### Task details
All of the data must be printed exactly; please include every line.

### Records for this task
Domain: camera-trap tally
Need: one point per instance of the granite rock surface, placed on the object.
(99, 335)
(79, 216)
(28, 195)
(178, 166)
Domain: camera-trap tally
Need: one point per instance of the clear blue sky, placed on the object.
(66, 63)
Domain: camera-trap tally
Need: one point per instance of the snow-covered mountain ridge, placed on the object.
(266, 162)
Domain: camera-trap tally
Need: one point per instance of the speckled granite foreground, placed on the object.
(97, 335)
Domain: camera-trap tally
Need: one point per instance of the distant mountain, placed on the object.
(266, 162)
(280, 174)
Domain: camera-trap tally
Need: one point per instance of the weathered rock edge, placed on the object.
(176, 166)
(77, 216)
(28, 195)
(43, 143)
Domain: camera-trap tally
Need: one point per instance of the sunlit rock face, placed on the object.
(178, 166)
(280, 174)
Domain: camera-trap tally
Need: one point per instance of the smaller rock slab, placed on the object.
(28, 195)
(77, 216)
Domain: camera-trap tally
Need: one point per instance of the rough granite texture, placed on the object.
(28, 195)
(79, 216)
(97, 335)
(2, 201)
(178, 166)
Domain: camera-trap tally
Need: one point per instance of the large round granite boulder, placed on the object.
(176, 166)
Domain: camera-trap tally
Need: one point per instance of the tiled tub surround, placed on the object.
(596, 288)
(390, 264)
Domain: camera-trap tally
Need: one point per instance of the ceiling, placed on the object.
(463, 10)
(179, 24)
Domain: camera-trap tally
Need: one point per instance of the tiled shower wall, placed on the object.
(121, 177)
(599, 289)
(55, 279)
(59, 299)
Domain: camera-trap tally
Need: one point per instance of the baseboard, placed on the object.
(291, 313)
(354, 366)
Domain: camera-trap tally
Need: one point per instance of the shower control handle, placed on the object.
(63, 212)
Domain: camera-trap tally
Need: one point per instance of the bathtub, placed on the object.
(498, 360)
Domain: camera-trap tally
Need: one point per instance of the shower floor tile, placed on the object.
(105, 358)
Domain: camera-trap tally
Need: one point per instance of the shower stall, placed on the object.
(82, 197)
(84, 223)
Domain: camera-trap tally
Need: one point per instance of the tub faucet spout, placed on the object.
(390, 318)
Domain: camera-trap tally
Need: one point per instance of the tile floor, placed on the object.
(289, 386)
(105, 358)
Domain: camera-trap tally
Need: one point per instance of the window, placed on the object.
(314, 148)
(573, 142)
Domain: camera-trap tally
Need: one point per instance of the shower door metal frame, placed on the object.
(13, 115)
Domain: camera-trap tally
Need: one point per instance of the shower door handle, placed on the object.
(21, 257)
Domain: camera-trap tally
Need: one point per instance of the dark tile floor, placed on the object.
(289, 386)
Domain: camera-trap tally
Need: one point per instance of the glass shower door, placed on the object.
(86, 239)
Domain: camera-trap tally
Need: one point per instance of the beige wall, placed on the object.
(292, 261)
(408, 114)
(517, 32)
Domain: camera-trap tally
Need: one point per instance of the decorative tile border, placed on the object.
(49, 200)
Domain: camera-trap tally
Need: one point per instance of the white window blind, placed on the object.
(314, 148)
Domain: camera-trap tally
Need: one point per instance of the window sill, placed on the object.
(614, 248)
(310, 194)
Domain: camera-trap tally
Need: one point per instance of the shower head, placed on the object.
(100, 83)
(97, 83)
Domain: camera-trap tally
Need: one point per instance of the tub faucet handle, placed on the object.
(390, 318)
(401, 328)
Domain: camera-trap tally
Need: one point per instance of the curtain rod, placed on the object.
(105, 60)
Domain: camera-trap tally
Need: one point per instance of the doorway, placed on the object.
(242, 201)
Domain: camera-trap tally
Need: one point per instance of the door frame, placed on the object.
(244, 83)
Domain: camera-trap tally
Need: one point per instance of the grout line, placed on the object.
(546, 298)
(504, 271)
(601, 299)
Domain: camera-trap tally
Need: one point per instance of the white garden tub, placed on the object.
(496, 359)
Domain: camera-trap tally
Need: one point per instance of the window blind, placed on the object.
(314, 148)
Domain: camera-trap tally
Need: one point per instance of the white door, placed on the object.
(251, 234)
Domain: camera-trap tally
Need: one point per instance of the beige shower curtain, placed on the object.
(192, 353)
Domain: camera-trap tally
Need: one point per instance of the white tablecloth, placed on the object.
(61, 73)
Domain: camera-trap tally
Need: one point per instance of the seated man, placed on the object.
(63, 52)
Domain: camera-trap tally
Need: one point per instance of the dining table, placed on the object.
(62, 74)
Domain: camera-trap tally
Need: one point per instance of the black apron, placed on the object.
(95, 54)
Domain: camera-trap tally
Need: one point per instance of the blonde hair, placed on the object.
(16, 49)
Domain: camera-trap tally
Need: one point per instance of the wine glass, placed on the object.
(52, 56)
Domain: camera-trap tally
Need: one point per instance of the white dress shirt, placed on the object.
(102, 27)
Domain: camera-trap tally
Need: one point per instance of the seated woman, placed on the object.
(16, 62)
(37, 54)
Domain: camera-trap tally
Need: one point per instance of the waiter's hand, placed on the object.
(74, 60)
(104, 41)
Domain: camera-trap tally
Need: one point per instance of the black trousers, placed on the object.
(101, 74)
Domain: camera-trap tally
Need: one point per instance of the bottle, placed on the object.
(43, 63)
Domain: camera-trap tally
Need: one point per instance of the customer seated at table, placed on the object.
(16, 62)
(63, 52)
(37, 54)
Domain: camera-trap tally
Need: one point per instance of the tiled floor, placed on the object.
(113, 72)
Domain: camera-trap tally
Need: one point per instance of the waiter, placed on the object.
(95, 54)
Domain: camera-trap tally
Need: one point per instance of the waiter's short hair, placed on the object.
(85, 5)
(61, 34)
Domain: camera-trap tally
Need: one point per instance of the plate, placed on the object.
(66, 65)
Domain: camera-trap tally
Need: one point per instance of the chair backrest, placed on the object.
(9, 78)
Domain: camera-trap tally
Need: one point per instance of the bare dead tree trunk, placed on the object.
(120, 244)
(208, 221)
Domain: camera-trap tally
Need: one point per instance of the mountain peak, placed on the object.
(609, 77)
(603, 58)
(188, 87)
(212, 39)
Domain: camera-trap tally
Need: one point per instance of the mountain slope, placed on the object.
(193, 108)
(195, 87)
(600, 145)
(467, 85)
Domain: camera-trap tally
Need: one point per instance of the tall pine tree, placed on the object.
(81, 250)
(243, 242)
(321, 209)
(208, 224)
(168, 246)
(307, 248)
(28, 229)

### Exercise solution
Domain: camera-trap tally
Need: one point per instance of the granite rock surface, placed on the object.
(99, 335)
(79, 216)
(28, 195)
(178, 166)
Domain: camera-trap tally
Need: one point per instance of the clear blue sky, placed on the object.
(66, 63)
Domain: camera-trap tally
Need: one point per instance of the snow-covered mountain ridge, placed on the object.
(266, 162)
Domain: camera-trap tally
Need: one point per instance of the speckled granite foreground, placed on the object.
(97, 335)
Domain: camera-trap tally
Need: one point per instance of the distant mountain, placed on the object.
(266, 162)
(280, 174)
Domain: camera-trap tally
Need: one point per instance of the weathered rock edge, placed on the object.
(176, 166)
(77, 216)
(28, 195)
(43, 143)
Domain: camera-trap tally
Need: one point per instance of the sunlit rock face, placed on the object.
(178, 166)
(280, 174)
Domain: camera-trap tally
Need: one point per instance of the smaller rock slab, placed on the object.
(28, 195)
(77, 216)
Domain: camera-trap tally
Need: one point per instance of the rough granite texture, placed on the object.
(28, 195)
(79, 216)
(97, 335)
(2, 201)
(178, 166)
Domain: camera-trap tally
Need: one point per instance of the large round granite boulder, placed on the object.
(176, 166)
Domain: camera-trap tally
Need: one point per instance of the tiled tub surround, placed on the object.
(596, 288)
(390, 264)
Domain: camera-trap tally
Need: one point per instance of the ceiling, placed on the object.
(463, 10)
(179, 24)
Domain: camera-trap tally
Need: one point per instance of the tiled shower wall, placed on the object.
(121, 177)
(599, 289)
(55, 279)
(59, 299)
Domain: camera-trap tally
Need: one point per instance of the baseboard, placed on the object.
(291, 313)
(354, 366)
Domain: camera-trap tally
Need: one point per instance of the shower control handle, placed on the object.
(63, 212)
Domain: camera-trap tally
Need: one point per instance of the bathtub, placed on the object.
(498, 360)
Domain: camera-trap tally
Need: one point per instance of the shower floor tile, placed on the object.
(105, 358)
Domain: camera-trap tally
Need: one point per instance of the shower stall, placed on the object.
(82, 197)
(84, 223)
Domain: camera-trap tally
Need: one point per instance of the tub faucet spout, placed on the object.
(390, 318)
Domain: camera-trap tally
Need: one point per instance of the tile floor, placed on the object.
(289, 386)
(105, 358)
Domain: camera-trap tally
Need: one point per instance of the window, placed on the object.
(314, 148)
(573, 142)
Domain: camera-trap tally
Need: one point per instance of the shower door metal frame, placed on the object.
(13, 115)
Domain: camera-trap tally
Need: one point per instance of the shower door handle, placed on the object.
(21, 257)
Domain: camera-trap tally
Need: one point per instance of the dark tile floor, placed on the object.
(289, 386)
Domain: camera-trap tally
Need: one point per instance of the glass shower door, placed on the object.
(86, 239)
Domain: camera-trap tally
Need: one point per instance of the beige wall, placed on the object.
(292, 261)
(408, 114)
(517, 32)
Domain: camera-trap tally
Need: one point per instance of the decorative tile border, placed on the object.
(49, 200)
Domain: camera-trap tally
Need: one point per instance of the white window blind, placed on the object.
(314, 148)
Domain: camera-trap tally
Need: one point per instance of the window sill, placed on the object.
(614, 248)
(310, 194)
Domain: camera-trap tally
Need: one point per instance of the shower head, placed on the object.
(100, 83)
(97, 83)
Domain: camera-trap tally
Need: one point per instance of the tub faucet handle, placed on the object.
(390, 318)
(401, 328)
Domain: camera-trap tally
Need: one point per instance of the curtain rod, placed on the object.
(105, 60)
Domain: camera-trap tally
Need: one point per instance of the doorway, placed on the object.
(242, 201)
Domain: camera-trap tally
Need: one point per instance of the door frame, placed on the object.
(244, 83)
Domain: camera-trap tally
Need: one point per instance of the grout line, placed on the object.
(546, 298)
(504, 271)
(601, 299)
Domain: camera-trap tally
Need: one point per instance of the white garden tub, placed on the object.
(496, 359)
Domain: camera-trap tally
Need: one point per instance of the window blind, placed on the object.
(314, 148)
Domain: camera-trap tally
Need: one point per instance of the white door, placed on the object.
(251, 234)
Domain: camera-trap tally
Need: one point per instance of the beige shower curtain, placed on the object.
(192, 353)
Domain: camera-trap tally
Need: one point per instance of the white tablecloth, placed on the object.
(61, 73)
Domain: camera-trap tally
Need: one point per instance of the seated man, placed on the object.
(63, 52)
Domain: camera-trap tally
Need: one point per instance of the dining table, placed on the object.
(62, 74)
Domain: camera-trap tally
Need: one point per instance of the black apron, placed on the object.
(95, 54)
Domain: camera-trap tally
Need: one point per instance of the blonde hair, placed on the object.
(16, 49)
Domain: camera-trap tally
Need: one point per instance of the wine glass, placed on the object.
(52, 56)
Domain: camera-trap tally
Need: one point per instance of the white dress shirt, placed on the object.
(102, 27)
Domain: camera-trap tally
Need: one point per instance of the seated woman, placed on the object.
(16, 62)
(37, 54)
Domain: camera-trap tally
Need: one point per instance of the waiter's hand, placed on the object.
(74, 60)
(104, 41)
Domain: camera-trap tally
Need: one point per instance of the black trousers, placed on the object.
(101, 74)
Domain: camera-trap tally
Need: one point per instance of the bottle, placed on the object.
(43, 63)
Domain: camera-trap tally
Need: one point per instance of the customer seated at table, placed on the object.
(16, 62)
(63, 52)
(37, 54)
Domain: camera-trap tally
Need: one point per instance of the tiled floor, placed on the object.
(113, 72)
Domain: camera-trap tally
Need: one point per instance of the waiter, placed on the object.
(95, 54)
Domain: camera-trap tally
Need: one point per instance of the waiter's short hair, placed on the object.
(85, 5)
(61, 34)
Domain: camera-trap tally
Need: one point per instance of the plate, placed on the object.
(66, 65)
Domain: camera-trap tally
Need: one point per instance of the chair backrest, placed on the object.
(9, 78)
Domain: camera-trap tally
Need: one point per instance of the bare dead tree trunk, placed on the object.
(120, 244)
(208, 221)
Domain: camera-trap tally
Need: one point per instance of the mountain peak, placed on the object.
(609, 77)
(603, 58)
(188, 87)
(212, 39)
Domain: camera-trap tally
Need: one point per instance of the mountain slope, placed on the object.
(193, 108)
(195, 87)
(600, 145)
(467, 85)
Domain: camera-trap tally
Need: one point per instance of the tall pine tree, placed on the object.
(81, 250)
(243, 242)
(321, 209)
(208, 224)
(168, 246)
(307, 248)
(28, 229)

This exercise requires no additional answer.